--- Listed entries Enclosed Below ---

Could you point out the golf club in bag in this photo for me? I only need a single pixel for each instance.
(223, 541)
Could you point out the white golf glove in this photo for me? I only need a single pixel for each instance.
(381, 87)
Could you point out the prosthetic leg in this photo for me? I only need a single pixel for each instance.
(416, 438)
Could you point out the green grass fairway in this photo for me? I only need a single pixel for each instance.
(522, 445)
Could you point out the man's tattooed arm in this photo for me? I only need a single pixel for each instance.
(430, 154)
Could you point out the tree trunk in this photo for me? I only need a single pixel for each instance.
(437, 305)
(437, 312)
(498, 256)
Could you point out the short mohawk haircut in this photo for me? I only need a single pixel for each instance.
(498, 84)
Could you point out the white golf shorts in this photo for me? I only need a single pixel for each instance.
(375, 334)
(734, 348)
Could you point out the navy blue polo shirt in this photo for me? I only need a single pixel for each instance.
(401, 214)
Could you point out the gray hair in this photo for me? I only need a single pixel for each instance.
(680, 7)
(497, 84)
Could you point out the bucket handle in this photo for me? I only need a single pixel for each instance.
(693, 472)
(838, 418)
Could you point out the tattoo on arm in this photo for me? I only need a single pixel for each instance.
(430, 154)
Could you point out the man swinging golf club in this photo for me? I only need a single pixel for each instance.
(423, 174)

--- End of Enclosed Listed entries ---

The answer is the line with "Could you point out the tattoo" plus every line after it to the last line of the entries above, copied exactly and with no other lines.

#### Expected answer
Could you point out the tattoo on arm in this photo for me? I only need a single pixel for each instance.
(430, 154)
Could you point out the man swinging golf club in this photo for me? I only need a single pixel for each instance.
(423, 174)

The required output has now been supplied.